** AUFGABE 1 **
Welche Zeilen der Datensätze enthalten das Wort „coating“? Wähle jede solche Zeile aus und gib sie unverändert wieder, wobei Groß- und Kleinschreibung zählt.

** TEXTABSCHNITT **
Dogan Akhanli: Verfolgt, verhaftet und gefoltert
Der Schriftsteller beschreibt in seinem Buch „Verhaftung in Granada“ die politische Vergangenheit und Gegenwart in der Türkei — anhand persönlicher Erfahrungen.
Am Morgen des 19. August 2017 öffnet Dogan Akhanli nichtsahnend die Tür seines Hotelzimmers in Granada. Zunächst vermutet er nichts allzu Schlimmes, als er sich einer Gruppe Polizisten gegenübersieht. Doch die vermeintliche Routine-Kontrolle entpuppt sich wenig später als Verhaftung des Schriftstellers aufgrund eines türkischen Fahndungsaufrufs. Die Türkei warf ihm Beteiligung an einem Raubmord vor. Er selbst glaubt, dass politische Motive hinter der Festnahme steckten. Die spanische Regierung beschloss, Akhanli nicht auszuliefern, nach zwei Monaten durfte er wieder in Deutschland einreisen.
Heute, rund zehn Monate später, sitzt Akhanli vor seinem Publikum im Haus der Volkshochschule (VHS) am Von-der-Leyen-Platz in Krefeld und ist sichtlich erfreut über die vielen Zuhörer, die am Montagabend gekommen sind, um ihm zuzuhören. Nicht nur in Krefeld war man nach seiner Festnahme besorgt über Akhanlis Schicksal und eine mögliche Auslieferung an die Türkei. Ursprünglich hätte seine Lesung hier schon am 4. September vergangenen Jahres stattfinden sollen. Die Vorfälle in Granada vereitelten den Plan. Durch zahlreiche Proteste, das schnelle Eingreifen der deutschen Botschaft und einen lauten Aufschrei gegen den „langen Arm Erdogans“ kommt Akhanli einen Tag später frei, darf Spanien aber vorerst nicht verlassen, da er sich wöchentlich bei der Polizei melden muss.
Die geplante Lesung im VHS-Haus wird zu einer der ersten Solidaritätsveranstaltungen in Deutschland für den Schriftsteller, der gegen seinen Willen festgehalten wird. Das Ergebnis seines — wie er scherzhaft formuliert — „zweimonatigen Zwangsurlaubs“ im Gästezimmer des Goethe-Instituts in Madrid ist sein neues Buch. In „Verhaftung in Granada“ verarbeitet er die Erfahrungen von Verfolgung und Folter in der Türkei, die Festnahme in Granada und seine politische Biografie. Und so beginnt Akhanli zu lesen. Unterstützt wird er dabei von Helmut Wenderoth vom Kresch-Theater, der dem Schriftsteller bereits bei der Lesung im September ersatzweise seine Stimme lieh.

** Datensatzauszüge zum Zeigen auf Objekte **
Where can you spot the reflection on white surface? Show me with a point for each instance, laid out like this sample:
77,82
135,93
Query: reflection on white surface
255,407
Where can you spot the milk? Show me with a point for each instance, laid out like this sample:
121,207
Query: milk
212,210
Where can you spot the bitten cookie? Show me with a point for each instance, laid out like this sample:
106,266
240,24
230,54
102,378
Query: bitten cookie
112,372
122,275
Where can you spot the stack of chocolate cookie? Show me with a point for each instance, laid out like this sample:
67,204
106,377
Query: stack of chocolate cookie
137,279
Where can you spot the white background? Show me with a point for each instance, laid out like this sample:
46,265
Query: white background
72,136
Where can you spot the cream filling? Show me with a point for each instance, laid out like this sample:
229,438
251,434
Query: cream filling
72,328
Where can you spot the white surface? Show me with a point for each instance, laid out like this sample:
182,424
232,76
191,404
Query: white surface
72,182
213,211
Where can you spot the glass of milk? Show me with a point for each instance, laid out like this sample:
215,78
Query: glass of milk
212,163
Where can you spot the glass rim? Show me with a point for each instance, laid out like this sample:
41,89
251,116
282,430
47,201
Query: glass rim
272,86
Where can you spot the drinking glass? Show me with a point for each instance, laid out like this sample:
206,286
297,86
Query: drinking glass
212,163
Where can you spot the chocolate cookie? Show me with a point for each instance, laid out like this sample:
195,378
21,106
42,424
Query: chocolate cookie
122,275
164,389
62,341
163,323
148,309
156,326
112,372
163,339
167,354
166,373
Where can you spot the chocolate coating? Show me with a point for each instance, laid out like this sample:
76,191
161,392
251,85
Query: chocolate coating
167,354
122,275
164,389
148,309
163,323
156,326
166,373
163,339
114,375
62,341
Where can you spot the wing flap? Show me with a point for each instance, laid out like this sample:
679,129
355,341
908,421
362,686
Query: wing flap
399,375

==

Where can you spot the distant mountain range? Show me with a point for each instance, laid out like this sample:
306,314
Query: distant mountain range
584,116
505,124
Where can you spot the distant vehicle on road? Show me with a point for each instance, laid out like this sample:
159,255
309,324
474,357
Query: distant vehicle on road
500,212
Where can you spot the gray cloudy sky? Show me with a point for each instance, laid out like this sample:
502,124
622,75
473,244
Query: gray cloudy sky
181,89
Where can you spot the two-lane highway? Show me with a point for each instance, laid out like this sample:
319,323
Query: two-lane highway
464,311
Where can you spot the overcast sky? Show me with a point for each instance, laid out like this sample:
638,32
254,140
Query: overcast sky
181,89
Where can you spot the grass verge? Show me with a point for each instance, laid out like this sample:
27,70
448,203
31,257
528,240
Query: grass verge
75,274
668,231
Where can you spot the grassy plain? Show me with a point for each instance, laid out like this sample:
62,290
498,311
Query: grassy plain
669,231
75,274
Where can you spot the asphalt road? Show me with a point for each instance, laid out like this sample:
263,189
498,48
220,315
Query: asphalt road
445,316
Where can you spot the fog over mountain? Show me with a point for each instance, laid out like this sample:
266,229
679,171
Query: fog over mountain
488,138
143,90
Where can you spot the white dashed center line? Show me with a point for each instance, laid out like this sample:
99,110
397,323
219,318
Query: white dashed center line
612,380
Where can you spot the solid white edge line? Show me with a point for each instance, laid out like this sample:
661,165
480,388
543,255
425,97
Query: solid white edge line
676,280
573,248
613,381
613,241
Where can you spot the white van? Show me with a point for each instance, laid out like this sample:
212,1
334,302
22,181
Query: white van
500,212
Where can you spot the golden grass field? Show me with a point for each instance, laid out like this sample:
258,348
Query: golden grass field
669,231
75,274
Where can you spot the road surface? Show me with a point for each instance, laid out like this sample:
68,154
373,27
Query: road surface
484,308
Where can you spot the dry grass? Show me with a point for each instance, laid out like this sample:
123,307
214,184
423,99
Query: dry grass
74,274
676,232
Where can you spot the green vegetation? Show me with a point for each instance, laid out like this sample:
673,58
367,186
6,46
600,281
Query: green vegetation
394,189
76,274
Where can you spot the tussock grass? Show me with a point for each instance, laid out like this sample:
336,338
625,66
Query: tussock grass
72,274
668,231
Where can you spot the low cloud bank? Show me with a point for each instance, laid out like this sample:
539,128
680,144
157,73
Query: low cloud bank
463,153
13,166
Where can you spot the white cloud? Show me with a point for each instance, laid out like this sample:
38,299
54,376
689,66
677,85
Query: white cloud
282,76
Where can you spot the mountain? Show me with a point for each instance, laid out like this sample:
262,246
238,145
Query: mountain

---

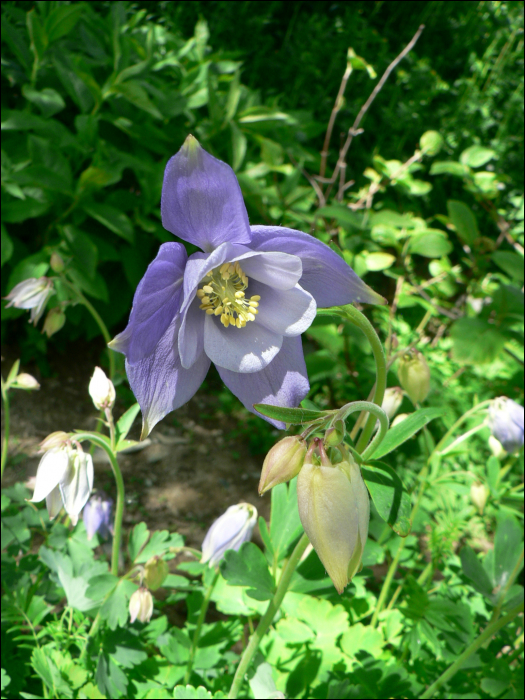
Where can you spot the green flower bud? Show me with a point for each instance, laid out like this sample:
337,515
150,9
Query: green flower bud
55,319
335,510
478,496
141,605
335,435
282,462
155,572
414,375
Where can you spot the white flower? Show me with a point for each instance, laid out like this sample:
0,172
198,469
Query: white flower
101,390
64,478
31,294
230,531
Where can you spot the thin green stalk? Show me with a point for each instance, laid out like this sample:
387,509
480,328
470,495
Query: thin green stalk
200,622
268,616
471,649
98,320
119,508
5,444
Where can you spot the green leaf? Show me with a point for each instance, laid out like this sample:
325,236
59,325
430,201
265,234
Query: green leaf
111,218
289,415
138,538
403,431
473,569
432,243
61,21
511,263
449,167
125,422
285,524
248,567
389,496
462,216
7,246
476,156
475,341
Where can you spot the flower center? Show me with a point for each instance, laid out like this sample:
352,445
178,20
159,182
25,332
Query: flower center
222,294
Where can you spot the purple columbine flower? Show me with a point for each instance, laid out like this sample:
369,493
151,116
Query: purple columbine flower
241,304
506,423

** AUFGABE 2 **
Wie könnte der Bericht über Dogan Akhanlis Lesung in Krefeld weitergehen? Schreib ihn im Anschluss an seinen letzten Satz fort.

** ANTWORT 1 **
Where can you spot the chocolate coating? Show me with a point for each instance, laid out like this sample:
Query: chocolate coating

** ANTWORT 2 **
Akhanli: „Ich muss einen harmlosen Eindruck gemacht haben, denn man legte mir keine Handschellen an. […] Nach der Abnahme der Fingerabdrücke begriff ich, dass es richtig ernst war. […] Eine metallene Zellentür wurde geöffnet, es war soweit.“ Die Festnahme bringt Erinnerungen hoch. Schnell zieht Akhanli Parallelen zu früherer Verfolgung durch die türkische Justiz. Erstmals wurde er am 18. Mai 1975 in Istanbul verhaftet. Damals warf man ihm den Kauf einer linksgerichteten Zeitschrift vor. Die Erinnerungen sind so lebendig wie nie zuvor. „Ich habe noch immer nicht vergessen, wie groß meine Angst war.“ Eine illegale Zeitschrift zu kaufen und dann tagelang gefoltert zu werden, das sei zu viel für einen damals 18-Jährigen gewesen, sagt Akhanli heute.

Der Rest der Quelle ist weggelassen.